- [What to work on]
What lines in the records include the string "below"? Return each one.

┌──

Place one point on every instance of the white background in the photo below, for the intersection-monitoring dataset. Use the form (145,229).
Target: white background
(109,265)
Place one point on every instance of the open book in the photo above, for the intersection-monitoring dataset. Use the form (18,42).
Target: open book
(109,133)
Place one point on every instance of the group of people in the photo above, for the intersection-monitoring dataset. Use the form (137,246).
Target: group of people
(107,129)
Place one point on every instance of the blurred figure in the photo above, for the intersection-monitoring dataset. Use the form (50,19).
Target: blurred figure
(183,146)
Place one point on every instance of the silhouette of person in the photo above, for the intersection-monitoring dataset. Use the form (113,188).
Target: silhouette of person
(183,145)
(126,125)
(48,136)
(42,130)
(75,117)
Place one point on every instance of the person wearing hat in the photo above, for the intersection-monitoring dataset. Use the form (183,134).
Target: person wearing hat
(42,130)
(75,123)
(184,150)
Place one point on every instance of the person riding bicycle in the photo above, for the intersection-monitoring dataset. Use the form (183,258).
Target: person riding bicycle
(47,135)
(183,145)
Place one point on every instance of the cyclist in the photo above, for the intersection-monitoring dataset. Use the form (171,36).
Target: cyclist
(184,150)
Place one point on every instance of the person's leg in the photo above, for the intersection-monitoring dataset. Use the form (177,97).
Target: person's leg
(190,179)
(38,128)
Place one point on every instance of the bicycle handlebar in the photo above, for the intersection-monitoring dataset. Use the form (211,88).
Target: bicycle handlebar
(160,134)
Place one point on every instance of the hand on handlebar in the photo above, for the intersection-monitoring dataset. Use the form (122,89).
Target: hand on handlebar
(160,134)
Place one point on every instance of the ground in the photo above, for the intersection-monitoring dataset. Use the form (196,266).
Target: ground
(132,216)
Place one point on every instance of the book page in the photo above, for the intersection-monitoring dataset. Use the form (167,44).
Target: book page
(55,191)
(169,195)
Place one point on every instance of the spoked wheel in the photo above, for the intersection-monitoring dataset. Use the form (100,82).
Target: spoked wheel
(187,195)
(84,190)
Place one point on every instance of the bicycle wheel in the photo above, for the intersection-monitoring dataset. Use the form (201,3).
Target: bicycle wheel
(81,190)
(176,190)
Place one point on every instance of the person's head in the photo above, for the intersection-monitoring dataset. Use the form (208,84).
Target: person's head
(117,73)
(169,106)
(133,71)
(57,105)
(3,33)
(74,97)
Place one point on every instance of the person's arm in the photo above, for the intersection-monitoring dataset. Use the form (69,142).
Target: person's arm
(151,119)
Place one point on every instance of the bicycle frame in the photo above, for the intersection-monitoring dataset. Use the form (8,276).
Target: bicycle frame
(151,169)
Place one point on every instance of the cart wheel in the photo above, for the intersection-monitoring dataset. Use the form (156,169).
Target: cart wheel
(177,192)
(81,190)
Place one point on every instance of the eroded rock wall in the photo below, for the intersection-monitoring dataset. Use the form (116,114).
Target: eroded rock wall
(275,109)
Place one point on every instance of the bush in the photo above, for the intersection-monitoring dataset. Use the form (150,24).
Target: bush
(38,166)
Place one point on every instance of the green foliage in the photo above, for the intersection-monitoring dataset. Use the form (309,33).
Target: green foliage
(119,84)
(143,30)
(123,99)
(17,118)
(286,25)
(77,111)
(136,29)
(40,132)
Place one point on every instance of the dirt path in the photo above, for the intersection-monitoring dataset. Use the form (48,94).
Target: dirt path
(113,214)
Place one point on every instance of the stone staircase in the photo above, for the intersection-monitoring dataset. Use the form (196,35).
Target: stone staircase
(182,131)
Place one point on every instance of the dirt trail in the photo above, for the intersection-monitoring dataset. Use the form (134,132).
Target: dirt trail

└──

- [Response box]
Place one point on every instance of the white background in the photo below, for the intersection-monitoring dataset. Use the form (145,229).
Place one point on every instance of the eroded rock wall in the photo below, for the intersection-monitoring dataset. Use the form (116,114).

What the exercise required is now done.